YOUR INSTRUCTIONS:
Up to and including the line that contains "Where does the dormer", write out every line of the entries exactly, beginning with the first. Omit the pictures.

....

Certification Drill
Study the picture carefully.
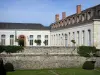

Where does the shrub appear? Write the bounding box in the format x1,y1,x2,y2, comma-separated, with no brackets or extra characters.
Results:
77,46,97,57
4,62,14,72
34,39,41,45
82,61,95,70
0,46,24,54
5,46,24,53
0,45,5,53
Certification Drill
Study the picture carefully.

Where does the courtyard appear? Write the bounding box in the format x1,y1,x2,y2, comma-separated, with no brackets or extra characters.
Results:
7,68,100,75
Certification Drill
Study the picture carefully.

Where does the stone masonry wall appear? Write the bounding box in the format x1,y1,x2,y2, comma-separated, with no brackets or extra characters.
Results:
1,47,100,69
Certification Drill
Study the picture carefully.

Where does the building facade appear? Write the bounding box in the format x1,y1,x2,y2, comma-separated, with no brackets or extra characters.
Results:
50,4,100,48
0,23,50,46
0,4,100,48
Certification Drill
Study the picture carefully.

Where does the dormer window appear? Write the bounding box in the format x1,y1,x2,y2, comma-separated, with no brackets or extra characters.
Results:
58,22,60,27
98,10,100,16
72,17,75,24
64,19,67,26
68,19,71,24
63,20,66,26
77,16,80,23
53,24,55,28
87,12,91,20
82,14,85,21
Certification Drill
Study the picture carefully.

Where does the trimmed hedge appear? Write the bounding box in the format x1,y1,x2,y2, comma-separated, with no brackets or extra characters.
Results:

....

EXERCISE OUTPUT:
Certification Drill
Study the picture carefully.

Where does the shrub appear? Write the bounding box in the format x1,y1,x2,y2, comma-separated, with no brackets or extra characters.
Results:
77,46,97,57
4,62,14,72
34,39,41,45
82,61,95,70
0,46,24,54
5,46,24,53
0,45,5,53
Certification Drill
Study the picture carefully.

Where does the courtyard appear? Write the bounding box in the format x1,y1,x2,y2, comma-separated, with no brackets or extra characters.
Results:
7,68,100,75
Certification Drill
Study the picture carefully.

Where does the stone masonry wall appear? Write the bounding box in the format x1,y1,x2,y2, comma-separated, with no brackets or extra characters.
Results:
1,47,100,69
Certification Drill
Study the picture carefully.

Where does the building facade appear? Write the bounding box in the format x1,y1,x2,y2, comma-separated, with no brackets or extra characters.
Results:
50,4,100,48
0,23,50,46
0,4,100,48
Certification Drill
Study the picture carefully.

Where does the dormer window appear? Write the bounding box in the format x1,y1,x2,y2, comma-separated, with no brackets or extra characters.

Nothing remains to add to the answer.